┏━━
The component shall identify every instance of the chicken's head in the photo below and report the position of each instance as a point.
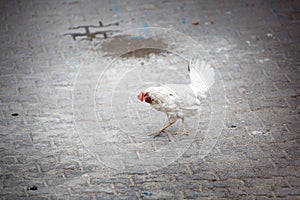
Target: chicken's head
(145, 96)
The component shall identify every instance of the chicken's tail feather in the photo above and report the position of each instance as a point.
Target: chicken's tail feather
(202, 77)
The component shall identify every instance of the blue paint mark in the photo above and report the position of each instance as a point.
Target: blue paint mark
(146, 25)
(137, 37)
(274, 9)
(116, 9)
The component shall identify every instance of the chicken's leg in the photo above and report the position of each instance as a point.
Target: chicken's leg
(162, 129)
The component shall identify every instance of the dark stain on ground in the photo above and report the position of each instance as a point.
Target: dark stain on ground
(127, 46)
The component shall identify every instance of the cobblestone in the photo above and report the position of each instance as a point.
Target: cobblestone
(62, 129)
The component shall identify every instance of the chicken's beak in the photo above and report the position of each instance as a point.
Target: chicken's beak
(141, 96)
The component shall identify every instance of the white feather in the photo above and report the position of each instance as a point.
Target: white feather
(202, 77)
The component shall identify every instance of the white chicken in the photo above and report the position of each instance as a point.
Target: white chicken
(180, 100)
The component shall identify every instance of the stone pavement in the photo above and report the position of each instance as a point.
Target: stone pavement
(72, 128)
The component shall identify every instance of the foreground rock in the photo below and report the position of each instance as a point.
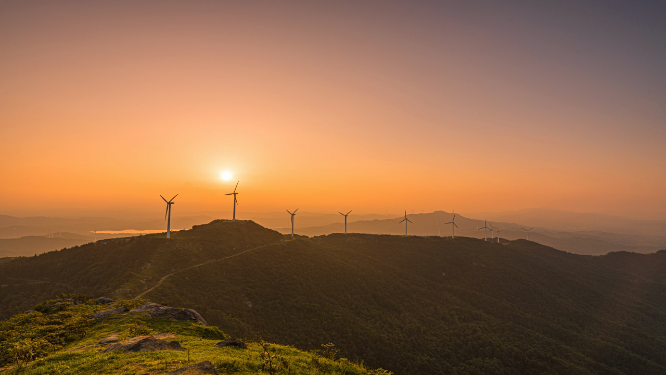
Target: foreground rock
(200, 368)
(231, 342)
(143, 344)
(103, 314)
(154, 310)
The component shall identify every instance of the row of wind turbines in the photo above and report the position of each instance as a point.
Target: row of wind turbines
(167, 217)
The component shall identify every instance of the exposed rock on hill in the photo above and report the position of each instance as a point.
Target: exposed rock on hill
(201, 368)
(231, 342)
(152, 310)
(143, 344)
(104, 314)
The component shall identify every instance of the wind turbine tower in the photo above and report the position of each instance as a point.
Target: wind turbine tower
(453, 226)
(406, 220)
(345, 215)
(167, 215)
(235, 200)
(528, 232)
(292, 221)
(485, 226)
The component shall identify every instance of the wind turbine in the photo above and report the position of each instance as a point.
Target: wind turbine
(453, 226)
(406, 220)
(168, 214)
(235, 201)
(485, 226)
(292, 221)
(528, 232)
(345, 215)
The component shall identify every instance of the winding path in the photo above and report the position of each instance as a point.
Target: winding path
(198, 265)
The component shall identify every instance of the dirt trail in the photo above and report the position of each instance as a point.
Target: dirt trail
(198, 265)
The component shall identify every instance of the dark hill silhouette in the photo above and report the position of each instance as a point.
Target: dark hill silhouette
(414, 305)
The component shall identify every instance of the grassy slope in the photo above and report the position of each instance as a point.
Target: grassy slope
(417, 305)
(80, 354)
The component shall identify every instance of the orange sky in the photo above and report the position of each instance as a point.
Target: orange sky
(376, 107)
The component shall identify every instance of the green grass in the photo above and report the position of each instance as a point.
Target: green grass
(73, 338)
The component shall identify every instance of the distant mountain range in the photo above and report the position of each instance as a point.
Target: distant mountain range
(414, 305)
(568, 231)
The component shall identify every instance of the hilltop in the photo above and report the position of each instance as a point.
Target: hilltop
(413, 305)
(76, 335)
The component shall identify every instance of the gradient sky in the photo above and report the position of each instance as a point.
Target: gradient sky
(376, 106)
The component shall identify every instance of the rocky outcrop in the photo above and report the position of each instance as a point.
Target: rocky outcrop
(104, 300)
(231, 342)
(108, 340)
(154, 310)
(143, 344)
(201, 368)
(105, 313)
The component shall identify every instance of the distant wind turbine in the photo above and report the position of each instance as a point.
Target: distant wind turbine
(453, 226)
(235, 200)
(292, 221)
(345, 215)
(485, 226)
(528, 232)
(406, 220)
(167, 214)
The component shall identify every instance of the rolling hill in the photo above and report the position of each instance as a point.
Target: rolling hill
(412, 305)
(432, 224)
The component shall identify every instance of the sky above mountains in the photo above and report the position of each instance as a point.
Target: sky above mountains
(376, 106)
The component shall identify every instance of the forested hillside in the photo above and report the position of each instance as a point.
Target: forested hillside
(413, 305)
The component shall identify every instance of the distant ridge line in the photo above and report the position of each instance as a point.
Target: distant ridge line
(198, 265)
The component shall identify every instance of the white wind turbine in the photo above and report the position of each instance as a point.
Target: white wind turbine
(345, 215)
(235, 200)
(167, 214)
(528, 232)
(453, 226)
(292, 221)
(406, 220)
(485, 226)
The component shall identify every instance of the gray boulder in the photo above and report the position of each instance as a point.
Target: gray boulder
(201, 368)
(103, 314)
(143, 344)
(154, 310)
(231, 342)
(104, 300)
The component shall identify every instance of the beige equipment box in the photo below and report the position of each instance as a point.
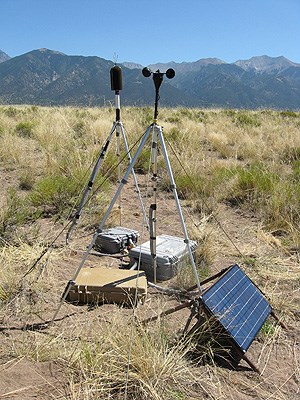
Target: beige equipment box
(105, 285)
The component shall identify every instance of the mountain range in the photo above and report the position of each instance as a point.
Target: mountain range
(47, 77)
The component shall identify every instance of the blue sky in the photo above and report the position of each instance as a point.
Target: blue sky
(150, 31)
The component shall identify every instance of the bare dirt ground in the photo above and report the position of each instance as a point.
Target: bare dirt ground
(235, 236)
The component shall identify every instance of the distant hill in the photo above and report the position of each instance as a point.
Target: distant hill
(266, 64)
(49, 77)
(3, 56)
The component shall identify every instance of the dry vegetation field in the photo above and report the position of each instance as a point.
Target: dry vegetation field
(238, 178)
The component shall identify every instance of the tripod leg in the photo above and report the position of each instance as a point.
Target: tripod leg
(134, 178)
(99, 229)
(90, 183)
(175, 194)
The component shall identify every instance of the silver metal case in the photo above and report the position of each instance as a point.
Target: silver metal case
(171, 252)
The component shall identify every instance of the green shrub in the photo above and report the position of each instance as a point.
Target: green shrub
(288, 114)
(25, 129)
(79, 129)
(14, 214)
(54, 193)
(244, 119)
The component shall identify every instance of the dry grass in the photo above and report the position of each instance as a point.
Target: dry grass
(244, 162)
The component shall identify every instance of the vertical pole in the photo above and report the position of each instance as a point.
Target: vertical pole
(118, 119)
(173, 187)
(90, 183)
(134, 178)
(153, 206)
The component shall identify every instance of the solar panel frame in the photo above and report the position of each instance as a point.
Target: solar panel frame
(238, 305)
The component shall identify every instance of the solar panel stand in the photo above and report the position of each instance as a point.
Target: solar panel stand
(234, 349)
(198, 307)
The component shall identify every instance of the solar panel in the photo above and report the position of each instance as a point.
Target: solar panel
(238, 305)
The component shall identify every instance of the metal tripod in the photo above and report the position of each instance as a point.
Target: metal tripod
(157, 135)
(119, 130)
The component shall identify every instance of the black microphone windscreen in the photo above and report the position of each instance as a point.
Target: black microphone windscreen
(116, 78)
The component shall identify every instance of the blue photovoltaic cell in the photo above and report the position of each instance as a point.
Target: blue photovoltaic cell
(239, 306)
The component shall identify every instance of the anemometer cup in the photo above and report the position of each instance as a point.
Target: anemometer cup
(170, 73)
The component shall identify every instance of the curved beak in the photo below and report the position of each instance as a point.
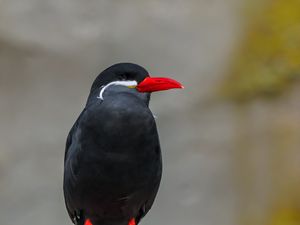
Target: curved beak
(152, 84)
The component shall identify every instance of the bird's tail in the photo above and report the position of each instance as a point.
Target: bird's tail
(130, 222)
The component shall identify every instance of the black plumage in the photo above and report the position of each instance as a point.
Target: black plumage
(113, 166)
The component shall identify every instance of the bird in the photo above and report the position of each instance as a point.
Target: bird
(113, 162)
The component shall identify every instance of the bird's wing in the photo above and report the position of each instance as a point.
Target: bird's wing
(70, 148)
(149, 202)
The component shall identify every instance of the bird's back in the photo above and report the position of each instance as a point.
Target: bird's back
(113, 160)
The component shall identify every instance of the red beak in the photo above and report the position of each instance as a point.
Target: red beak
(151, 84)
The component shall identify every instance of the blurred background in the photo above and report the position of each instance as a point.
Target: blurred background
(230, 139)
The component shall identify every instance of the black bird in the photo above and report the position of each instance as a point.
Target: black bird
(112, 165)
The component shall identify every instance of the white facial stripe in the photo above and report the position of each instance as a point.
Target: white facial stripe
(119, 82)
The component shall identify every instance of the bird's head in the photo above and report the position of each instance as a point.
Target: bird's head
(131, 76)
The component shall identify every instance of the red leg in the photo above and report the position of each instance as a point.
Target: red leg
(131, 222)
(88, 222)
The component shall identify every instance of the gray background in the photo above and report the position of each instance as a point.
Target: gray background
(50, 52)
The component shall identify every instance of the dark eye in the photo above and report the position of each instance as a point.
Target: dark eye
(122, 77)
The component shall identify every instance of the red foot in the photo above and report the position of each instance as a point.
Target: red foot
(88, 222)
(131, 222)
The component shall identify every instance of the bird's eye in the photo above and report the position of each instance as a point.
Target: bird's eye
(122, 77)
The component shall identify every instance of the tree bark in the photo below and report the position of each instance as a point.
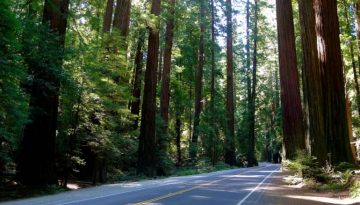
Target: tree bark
┗━━
◆ What needs to be done:
Every line in the material above that has the word "bark" should be copied.

◆ Answer below:
The component shall identify every instance of the tree bark in the photo below and report the position of each instance as a point.
Target: tree bark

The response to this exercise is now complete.